Türkiye’nin ilk astronotu yurda döndü
ANKARA (İGFA) – Alper Gezeravcı, Uluslararası Uzay İstasyonu’nda geçirdiği 18 günün ardından Türkiye’nin insanlı ilk uzay bilim misyonunu tamamlayarak 9 Şubat’ta dünyaya iniş yapmıştı. ABD’deki kontrollerinin ardından Gezeravcı, Cumhurbaşkanlığına ait uçakla Ankara Esenboğa Havalimanı’na geldi.
Gezeravcı’yı, burada Sanayi ve Teknoloji Bakanı Mehmet Fatih Kacır, Türkiye Uzay Ajansı (TUA) Başkanı Yusuf Kıraç, TÜBİTAK Başkanı Hasan Mandal ve Türkiye’nin ikinci astronotu Tuva Cihangir Atasever karşıladı.
Ayrıca 13 çocuk, apronda Gezeravcı’ya çiçek takdim etti. Gezeravcı da Uluslararası Uzay İstasyonu’na giderken yanında götürdüğü 13 Türk bayrağını çocuklara verdi. Gezeravcı’nın ailesi de aynı uçakla yurda döndü.
BİLİM MİSYONU
Bakan Kacır, Uluslararası Uzay İstasyonu’ndaki görevini tamamlayarak yurda dönen Türkiye’nin ilk astronotu Alper Gezeravcı ile Esenboğa Havalimanı’nda basın toplantısı düzenledi. Gezeravcı’nın bilim misyonunu başarıyla gerçekleştirdiğini belirten Kacır, “Misyon kapsamında, Türk bilim insanlarının hazırladığı 13 bilimsel deney, Uluslararası Uzay İstasyonu’ndaki laboratuvar altyapısında mikro yerçekimi koşullarında, astronotumuz tarafından başarıyla tamamlandı. İnsanlı ilk uzay bilim misyonumuz, biyoloji, tıp, genetik, fizik, malzeme bilimi disiplinlerinde bilim insanlarımızın yürüttükleri araştırmalara önemli kazanımlar getirecektir. Astronotumuzca gerçekleştirilen deneylerde, uzaydaki mikro yerçekimi ve diğer koşulların insan sağlığı, fizyolojisi ve bağışıklık sistemi üzerindeki etkileri araştırıldı.” diye konuştu.

Bir veri kümesinden satırlar

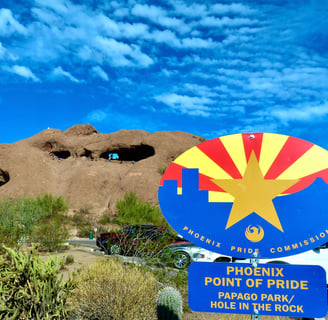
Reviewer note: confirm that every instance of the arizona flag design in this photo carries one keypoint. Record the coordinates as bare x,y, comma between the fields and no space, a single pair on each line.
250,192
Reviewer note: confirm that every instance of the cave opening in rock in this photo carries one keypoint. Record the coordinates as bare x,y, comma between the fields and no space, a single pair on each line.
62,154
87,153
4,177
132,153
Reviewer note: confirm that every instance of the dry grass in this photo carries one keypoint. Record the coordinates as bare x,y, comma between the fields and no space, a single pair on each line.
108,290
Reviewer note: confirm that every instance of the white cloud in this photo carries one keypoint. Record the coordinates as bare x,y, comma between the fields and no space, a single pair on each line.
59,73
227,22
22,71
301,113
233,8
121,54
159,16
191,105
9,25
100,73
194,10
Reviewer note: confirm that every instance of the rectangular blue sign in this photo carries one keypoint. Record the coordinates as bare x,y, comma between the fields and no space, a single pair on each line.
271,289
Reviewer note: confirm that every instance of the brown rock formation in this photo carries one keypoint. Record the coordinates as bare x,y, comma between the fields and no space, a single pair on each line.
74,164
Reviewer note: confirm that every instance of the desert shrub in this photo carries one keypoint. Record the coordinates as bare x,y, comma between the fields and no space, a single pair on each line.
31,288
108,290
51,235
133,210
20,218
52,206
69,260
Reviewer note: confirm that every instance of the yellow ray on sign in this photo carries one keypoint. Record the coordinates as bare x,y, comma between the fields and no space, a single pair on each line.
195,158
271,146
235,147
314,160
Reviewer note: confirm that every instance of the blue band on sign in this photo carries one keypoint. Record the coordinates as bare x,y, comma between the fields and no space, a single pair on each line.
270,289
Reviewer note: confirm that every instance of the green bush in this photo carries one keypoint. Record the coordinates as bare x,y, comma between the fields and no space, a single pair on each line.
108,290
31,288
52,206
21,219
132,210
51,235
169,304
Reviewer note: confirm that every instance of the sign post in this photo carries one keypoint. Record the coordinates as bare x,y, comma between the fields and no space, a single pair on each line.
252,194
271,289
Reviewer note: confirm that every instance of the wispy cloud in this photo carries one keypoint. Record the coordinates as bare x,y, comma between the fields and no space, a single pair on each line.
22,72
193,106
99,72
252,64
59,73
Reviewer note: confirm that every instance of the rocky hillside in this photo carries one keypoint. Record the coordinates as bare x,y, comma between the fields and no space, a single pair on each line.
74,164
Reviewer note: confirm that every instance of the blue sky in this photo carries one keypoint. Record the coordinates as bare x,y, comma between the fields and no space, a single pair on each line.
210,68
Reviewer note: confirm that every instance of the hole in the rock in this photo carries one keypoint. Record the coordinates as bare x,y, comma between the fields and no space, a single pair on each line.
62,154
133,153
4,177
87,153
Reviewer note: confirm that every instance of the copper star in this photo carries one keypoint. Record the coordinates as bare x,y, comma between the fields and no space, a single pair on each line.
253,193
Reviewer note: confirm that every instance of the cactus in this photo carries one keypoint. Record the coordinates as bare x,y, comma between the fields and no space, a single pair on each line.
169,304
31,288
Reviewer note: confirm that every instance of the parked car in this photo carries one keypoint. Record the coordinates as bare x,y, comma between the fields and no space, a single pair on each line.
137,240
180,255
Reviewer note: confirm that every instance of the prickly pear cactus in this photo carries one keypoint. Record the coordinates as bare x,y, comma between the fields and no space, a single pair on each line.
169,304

▸ Alıştırma yönergeleri
1. Astronot haberine göre aşağıdaki soruları yanıtlayın:
(a) Alper Gezeravcı Uluslararası Uzay İstasyonu'nda kaç gün geçirdi?
(b) Gezeravcı, Cumhurbaşkanlığına ait uçakla hangi havalimanına geldi?
(c) Misyon kapsamında Türk bilim insanlarının hazırladığı kaç bilimsel deney tamamlandı?
2. Türkiye'nin ilk astronotunun yurda dönüşünü anlatan haberi kaldığı yerden sürdürün.

▸ Görevlere göre yanıtlar
1.
(a) 18 gün.
(b) Ankara Esenboğa Havalimanı'na.
(c) 13 bilimsel deney.

2.
13 BİLİMSEL DENEY
Yeni nesil alaşımların geliştirilmesine, uzayda elektronik kart üzerine bileşen montajına, uzay aracı motorlarını daha verimli hale getirmeye yönelik araştırma projelerinin yürütüldüğünü kaydeden Kacır, “Bitkilerle, alglerle, propolisle uzay yaşam destek sistemlerinde yapılacak çalışmalara yönelik araştırmalar gerçekleştirildi. Bilim insanlarımızın yürüttüğü projelerin her birinin kıymetli neticeler doğuracağına inanıyoruz. Sadece bu görev kapsamında yürütülen 13 bilimsel deney için değil, ülkemizde bilime ve bilim insanlarımıza verdiğimiz değer ve sunduğumuz imkanı apaçık göstermesi açısından da bu misyon bizce çok kıymetlidir. Ülkemizde ve dünyanın farklı ülkelerinde bulunan bilim insanları, Türkiye’nin bilimsel araştırmaları gerçekleştirme çaba ve kapasitesini bu misyon vesilesiyle takip etme imkanına sahip oldular.” dedi.
7’DEN 77’YE
Kacır, bilime ve bilimsel araştırmalara en üst düzeyde değer vermeye devam edeceklerini aktararak, astronot Gezeravcı’nın Uzay İstasyonu’ndan Türkiye’ye 7 görüntülü video ve 2 telsiz bağlantısı gerçekleştirdiğini söyledi. Bu tarihi misyonun en büyük sonucunun, Türk gençlerine ve çocuklarına sunduğu mesaj ve kazandırdığı özgüven olduğunu vurgulayan Kacır, Türk milletinin, 7’den 77’ye belki de ilk kez bir bilimsel çalışmayı baştan sona büyük bir dikkatle izlediğini kaydetti.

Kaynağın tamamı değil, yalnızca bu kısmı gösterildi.